### EXERCISE AIM
Show every line in the records below that contains the word "slope".

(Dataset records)
** Start **
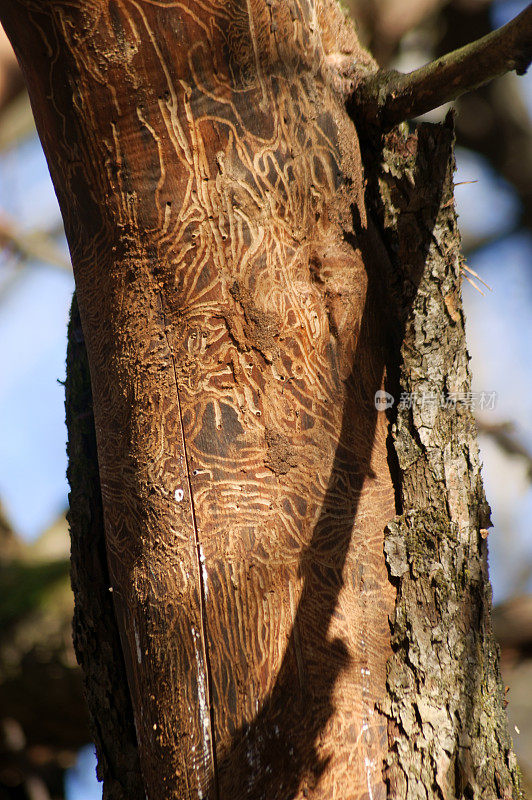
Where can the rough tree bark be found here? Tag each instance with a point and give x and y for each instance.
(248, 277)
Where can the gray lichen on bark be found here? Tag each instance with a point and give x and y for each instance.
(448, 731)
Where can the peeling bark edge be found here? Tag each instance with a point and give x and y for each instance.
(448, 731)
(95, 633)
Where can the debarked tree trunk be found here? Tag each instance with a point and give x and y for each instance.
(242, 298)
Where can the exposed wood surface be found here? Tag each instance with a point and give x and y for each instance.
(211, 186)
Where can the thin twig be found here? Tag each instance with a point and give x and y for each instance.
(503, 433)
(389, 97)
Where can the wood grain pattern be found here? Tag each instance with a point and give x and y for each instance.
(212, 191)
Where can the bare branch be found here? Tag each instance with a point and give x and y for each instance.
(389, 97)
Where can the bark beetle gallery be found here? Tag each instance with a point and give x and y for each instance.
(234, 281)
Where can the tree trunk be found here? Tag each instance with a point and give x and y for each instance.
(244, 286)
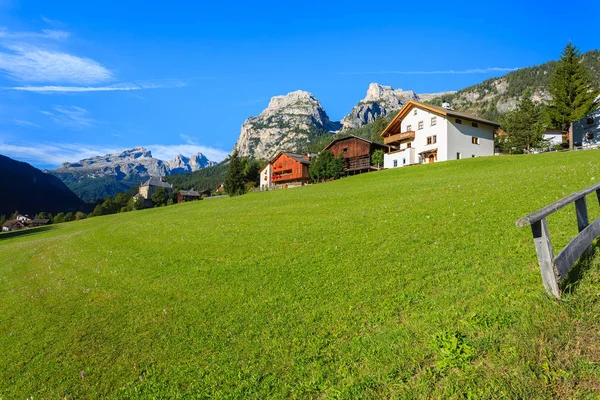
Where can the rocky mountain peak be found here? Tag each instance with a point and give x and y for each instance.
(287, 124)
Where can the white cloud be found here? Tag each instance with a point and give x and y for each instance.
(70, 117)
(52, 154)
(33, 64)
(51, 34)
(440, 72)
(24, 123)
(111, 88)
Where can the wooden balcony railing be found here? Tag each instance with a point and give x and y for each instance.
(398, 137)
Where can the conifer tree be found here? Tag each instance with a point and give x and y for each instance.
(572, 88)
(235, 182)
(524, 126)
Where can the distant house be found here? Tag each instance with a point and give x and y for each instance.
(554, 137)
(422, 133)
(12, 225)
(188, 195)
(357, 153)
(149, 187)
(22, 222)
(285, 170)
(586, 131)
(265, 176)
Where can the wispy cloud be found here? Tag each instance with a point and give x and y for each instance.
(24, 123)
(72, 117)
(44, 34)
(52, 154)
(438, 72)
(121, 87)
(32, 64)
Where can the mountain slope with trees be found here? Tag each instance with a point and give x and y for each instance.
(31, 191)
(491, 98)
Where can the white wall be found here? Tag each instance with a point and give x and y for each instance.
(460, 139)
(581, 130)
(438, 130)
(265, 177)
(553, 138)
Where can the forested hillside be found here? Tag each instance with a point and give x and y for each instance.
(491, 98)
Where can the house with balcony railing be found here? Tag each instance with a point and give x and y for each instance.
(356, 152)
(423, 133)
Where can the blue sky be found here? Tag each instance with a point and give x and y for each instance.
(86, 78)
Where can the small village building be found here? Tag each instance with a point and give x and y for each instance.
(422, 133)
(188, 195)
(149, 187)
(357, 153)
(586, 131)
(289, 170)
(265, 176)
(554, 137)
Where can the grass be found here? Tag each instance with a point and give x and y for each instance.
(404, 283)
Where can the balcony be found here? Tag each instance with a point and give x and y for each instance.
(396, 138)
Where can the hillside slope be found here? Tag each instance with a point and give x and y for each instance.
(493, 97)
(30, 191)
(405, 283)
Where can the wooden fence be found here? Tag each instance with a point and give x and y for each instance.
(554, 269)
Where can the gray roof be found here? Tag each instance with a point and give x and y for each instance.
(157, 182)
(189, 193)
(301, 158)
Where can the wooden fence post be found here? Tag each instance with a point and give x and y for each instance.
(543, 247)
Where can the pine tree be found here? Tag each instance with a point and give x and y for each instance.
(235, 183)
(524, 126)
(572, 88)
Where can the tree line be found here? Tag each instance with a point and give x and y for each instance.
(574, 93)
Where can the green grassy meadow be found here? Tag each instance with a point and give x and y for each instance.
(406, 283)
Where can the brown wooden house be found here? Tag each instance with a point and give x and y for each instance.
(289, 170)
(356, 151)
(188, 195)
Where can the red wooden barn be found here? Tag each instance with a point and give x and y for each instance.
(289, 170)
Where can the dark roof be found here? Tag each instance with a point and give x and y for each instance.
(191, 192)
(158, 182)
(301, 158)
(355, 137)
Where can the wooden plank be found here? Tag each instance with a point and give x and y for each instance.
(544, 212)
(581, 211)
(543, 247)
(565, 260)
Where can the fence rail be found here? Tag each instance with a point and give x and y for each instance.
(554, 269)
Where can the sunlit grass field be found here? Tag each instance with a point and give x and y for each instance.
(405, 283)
** End **
** Start **
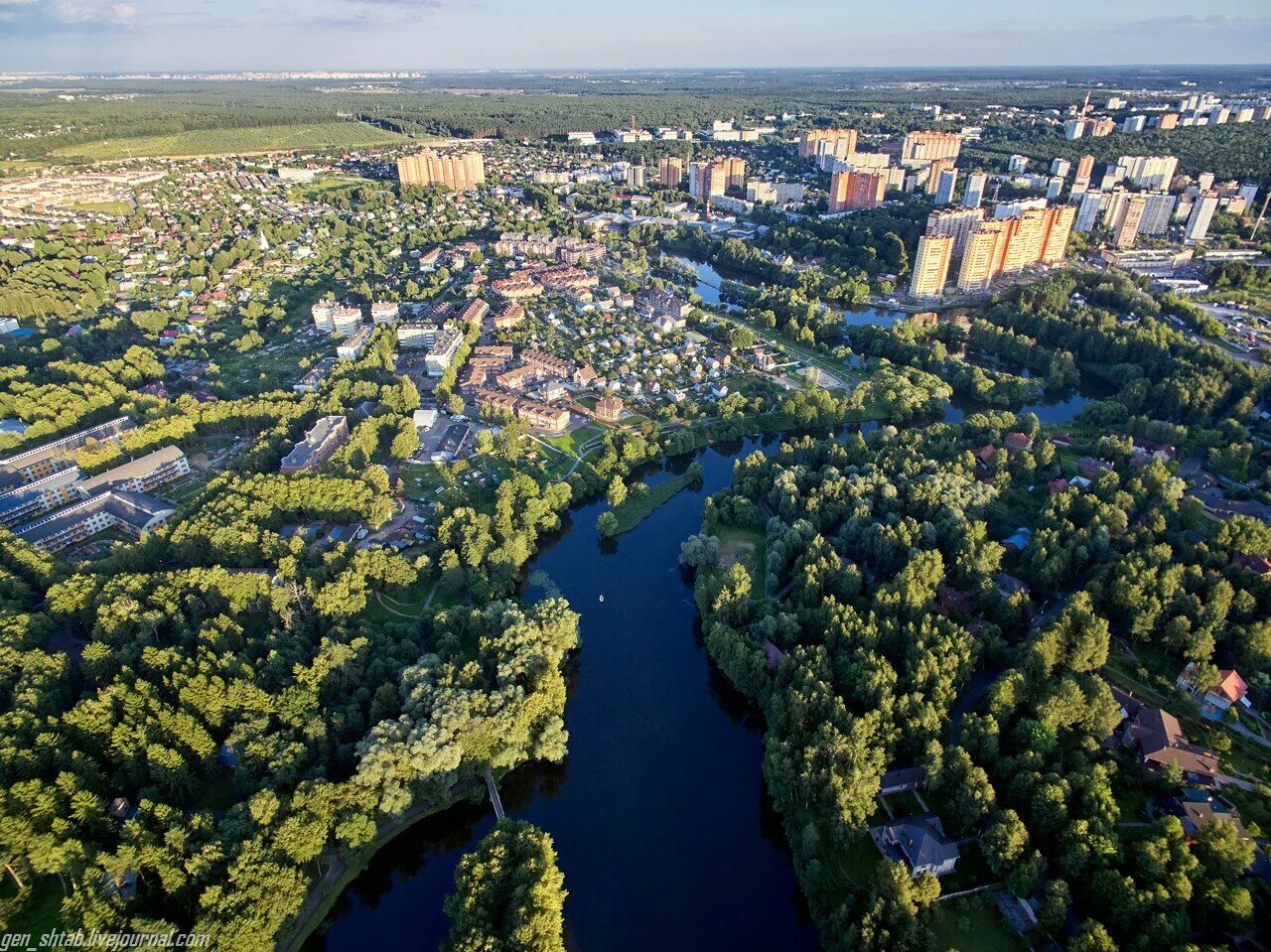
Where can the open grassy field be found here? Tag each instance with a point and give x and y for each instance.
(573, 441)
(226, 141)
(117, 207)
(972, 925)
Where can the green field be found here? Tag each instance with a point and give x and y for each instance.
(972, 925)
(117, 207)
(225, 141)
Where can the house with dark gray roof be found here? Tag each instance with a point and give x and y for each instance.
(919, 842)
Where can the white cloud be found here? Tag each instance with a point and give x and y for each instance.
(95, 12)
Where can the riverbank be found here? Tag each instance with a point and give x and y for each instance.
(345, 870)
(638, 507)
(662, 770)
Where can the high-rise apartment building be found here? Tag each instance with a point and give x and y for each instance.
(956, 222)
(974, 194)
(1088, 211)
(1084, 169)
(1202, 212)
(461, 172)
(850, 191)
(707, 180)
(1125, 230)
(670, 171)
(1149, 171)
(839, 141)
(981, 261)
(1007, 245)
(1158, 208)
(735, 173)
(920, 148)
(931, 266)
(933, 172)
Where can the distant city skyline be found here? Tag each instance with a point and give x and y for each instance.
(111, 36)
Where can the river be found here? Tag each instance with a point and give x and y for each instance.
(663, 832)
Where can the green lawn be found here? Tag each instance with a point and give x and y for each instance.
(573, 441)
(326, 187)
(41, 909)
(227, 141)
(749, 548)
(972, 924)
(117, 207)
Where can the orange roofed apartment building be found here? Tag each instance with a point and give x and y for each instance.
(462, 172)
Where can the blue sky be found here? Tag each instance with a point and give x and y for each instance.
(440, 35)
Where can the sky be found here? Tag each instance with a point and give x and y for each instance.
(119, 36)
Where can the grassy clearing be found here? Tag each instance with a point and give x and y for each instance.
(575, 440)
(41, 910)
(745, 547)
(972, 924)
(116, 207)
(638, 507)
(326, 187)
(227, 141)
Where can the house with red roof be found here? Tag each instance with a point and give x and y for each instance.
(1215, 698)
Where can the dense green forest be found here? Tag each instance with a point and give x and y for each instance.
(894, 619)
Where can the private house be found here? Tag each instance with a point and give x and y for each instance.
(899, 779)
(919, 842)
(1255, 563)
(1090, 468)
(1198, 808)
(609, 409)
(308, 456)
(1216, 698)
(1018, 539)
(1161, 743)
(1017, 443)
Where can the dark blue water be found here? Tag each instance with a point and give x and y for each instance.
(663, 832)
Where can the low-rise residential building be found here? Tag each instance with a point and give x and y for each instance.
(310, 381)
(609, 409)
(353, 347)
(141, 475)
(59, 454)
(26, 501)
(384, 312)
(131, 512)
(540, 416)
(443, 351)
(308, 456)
** End **
### THE OUTPUT
Where can the mountain slope with trees be found here? Tag each instance with a point and give x and y for each instance.
Where can the hillside slope be found here? Tag each instance with a point and give x and y for each instance.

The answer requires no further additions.